### ACTION ITEM:
Continue the biography of the sculptor Georges Jeanclos below, starting after its final sentence.

### EXCERPT PROVIDED:
※

- Born: Georges Jeankelowitsch 9 April 1933 Paris, France
- Died: 30 March 1997 Paris, France
- Occupations: sculptor, ceramic artist

= Georges Jeanclos =

French sculptor

Georges Jeanclos (9 April 1933 - 30 March 1997) was a French sculptor, and ceramic artist working mostly with terracotta, but also bronze. He is known for his sculptures of human figures made of and covered with thin sheets of clay, some bearing Hebrew letters.

==Early life and education==
Georges Jeankelowitsch was born in Paris into a Jewish family, Lithuanian on his father's side and the Comtat Venaissin on his mother's. In 1943, at the age of 10, he hid with his family in the forests around Vichy for one year to escape the Gestapo in Nazi-occupied France. After the war the family changed their name to Jeanclos.

In 1946, after WWII at the age of thirteen, he apprenticed to a sculptor, Robert Mermet (1896-1988).
From 1952 to 1959 he studied at the École nationale supérieure des Beaux-Arts.

※

### DATA FOR ANALYSIS:
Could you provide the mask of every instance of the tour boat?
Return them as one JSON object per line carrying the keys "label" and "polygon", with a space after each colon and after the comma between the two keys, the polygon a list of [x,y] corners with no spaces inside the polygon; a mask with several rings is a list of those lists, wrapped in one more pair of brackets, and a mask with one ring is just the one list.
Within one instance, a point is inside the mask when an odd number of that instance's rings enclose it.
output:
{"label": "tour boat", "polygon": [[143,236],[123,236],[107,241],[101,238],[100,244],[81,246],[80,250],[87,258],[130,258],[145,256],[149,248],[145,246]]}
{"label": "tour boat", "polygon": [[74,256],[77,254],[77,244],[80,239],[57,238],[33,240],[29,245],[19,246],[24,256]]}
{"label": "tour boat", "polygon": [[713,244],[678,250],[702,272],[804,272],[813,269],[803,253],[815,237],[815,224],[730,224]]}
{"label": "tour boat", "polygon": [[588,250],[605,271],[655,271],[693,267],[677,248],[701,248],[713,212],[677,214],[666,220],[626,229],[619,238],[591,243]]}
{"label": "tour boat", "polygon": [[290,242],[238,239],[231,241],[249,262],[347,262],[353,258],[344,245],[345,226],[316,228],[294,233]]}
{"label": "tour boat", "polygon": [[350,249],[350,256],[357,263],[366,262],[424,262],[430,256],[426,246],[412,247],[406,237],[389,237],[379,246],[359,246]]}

※

### ANSWER TO THIS EXERCISE:
==Career==
In 1959, he won the Premier Grand Prix de Rome. From 1959 through 1964 he studied at the Villa Medici in Rome under the direction of Polish French artist Balthus.

He taught at the École des Beaux-Arts in Le Mans from 1965 until 1966 and eventually at the École nationale supérieure des Beaux-Arts. In the 1970s, he moved his studio to rue des Écouffes in Le Marais, the Jewish quarter in Paris. In 1982, he founded the research and creation studio at the Manufacture de Sèvres. He was their director until he died in 1997.

==Personal life and death==
In 1960, he married Jacqueline Gateau and had three children, Marc, Elisabeth and Emmanuel. In 1988 he married Mathilde Ferrer. In 1997 he died at the age of 63 years of cancer, before his last work, the portal of Notre-Dame de la Treille was installed in 1997.

==Work==
The sculptures are made of and covered with thin sheets of clay, which has been intensely beaten and stretched under enormous physical effort. Human figures are often made with the help of moulds. His sculptures represent or incorporate Jewish themes: Hebrew letters from the mourning Kaddish on blankets of sleepers, urns, references to the medieval rabbi Rashi, and meditating poses ("Kamamuras").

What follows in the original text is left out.